** begin Input **

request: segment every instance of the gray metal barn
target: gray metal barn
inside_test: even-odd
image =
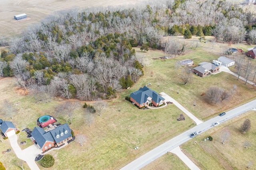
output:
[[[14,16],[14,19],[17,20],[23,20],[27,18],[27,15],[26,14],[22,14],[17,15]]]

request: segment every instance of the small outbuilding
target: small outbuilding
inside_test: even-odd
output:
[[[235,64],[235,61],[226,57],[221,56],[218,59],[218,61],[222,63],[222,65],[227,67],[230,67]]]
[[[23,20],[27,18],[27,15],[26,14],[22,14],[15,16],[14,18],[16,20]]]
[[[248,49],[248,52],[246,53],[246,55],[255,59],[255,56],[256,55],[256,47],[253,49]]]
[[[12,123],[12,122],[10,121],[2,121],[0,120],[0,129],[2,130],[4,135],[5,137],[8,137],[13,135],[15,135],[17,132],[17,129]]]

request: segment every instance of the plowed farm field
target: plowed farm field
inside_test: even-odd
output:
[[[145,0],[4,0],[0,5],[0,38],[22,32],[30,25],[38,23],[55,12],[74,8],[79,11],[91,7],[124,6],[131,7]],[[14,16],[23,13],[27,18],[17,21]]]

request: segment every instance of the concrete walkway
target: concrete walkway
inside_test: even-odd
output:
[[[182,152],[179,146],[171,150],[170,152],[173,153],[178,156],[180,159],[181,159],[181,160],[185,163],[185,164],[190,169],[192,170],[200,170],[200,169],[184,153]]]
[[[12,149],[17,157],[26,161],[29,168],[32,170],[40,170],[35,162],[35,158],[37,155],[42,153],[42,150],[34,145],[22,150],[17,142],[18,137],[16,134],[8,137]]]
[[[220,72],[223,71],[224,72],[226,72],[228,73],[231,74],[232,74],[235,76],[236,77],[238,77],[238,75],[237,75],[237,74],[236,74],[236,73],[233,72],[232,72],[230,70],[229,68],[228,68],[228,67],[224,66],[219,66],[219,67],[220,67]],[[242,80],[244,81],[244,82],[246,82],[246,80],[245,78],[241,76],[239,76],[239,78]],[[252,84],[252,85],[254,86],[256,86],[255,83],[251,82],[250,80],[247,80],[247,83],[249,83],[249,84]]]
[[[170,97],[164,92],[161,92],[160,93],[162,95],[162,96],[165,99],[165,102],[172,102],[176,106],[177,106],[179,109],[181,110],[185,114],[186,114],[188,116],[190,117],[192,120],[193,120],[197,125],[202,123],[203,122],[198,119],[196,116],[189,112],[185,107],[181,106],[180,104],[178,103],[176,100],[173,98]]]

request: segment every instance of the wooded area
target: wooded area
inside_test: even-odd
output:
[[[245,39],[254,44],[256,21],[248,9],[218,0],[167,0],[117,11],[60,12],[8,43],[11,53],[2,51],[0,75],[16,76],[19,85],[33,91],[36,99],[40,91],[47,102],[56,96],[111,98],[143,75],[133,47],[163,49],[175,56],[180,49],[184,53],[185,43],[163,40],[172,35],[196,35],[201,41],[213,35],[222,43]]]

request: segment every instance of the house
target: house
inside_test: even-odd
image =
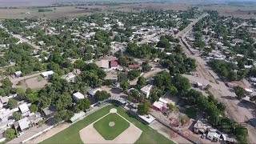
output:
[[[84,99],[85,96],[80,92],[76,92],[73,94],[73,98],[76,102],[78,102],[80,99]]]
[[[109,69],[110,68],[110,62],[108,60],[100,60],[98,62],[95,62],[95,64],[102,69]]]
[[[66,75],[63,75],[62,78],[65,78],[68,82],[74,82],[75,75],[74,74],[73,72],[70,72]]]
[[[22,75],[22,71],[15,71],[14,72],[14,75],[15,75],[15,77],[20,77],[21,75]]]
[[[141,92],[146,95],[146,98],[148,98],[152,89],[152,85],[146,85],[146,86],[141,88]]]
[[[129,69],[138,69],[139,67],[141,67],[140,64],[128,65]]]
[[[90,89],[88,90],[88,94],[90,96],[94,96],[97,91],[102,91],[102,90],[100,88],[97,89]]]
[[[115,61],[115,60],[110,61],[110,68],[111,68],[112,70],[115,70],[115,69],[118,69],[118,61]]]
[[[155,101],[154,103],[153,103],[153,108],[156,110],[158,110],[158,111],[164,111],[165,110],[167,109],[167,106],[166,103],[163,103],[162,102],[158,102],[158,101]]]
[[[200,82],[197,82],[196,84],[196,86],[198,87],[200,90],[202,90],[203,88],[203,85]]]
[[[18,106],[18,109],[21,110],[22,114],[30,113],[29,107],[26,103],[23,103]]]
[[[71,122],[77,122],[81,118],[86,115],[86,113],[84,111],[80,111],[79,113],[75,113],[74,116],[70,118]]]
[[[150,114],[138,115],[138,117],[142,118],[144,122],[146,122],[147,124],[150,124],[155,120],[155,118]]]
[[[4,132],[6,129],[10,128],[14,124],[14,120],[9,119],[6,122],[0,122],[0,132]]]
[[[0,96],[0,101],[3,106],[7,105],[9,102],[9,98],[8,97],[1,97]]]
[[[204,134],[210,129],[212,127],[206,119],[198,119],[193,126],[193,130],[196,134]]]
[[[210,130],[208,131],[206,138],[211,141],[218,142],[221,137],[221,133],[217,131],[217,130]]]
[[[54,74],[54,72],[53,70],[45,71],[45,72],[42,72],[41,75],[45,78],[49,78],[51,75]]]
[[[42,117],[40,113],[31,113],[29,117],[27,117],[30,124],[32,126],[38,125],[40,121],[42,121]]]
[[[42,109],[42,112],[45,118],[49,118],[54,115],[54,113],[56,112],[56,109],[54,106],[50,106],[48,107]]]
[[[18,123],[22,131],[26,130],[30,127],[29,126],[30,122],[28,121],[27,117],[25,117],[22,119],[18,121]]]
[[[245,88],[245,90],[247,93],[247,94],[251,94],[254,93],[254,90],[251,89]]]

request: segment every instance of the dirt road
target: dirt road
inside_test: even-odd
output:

** end Input **
** begin Input **

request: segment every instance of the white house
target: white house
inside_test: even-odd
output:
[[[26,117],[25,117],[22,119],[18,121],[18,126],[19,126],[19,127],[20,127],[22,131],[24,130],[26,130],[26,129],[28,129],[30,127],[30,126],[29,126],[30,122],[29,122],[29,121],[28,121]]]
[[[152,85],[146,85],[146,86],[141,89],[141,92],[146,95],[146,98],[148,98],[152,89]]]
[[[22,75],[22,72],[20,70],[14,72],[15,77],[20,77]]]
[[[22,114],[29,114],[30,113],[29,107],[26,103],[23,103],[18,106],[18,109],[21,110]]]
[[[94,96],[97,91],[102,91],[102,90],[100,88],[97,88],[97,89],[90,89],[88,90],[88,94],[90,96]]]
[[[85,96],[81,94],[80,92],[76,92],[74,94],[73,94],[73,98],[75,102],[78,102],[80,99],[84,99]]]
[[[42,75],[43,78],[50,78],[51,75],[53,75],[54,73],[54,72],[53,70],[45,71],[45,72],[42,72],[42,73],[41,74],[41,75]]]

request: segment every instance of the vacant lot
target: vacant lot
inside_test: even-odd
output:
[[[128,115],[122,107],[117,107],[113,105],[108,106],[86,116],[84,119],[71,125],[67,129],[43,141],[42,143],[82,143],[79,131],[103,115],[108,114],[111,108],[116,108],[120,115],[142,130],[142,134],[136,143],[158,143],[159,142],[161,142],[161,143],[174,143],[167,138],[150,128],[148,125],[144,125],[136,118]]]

** end Input **

Report every line above that contains the word "metal", copying each such line in full. Treat uppercase and lowercase as different.

request: segment every instance of the gray metal barn
target: gray metal barn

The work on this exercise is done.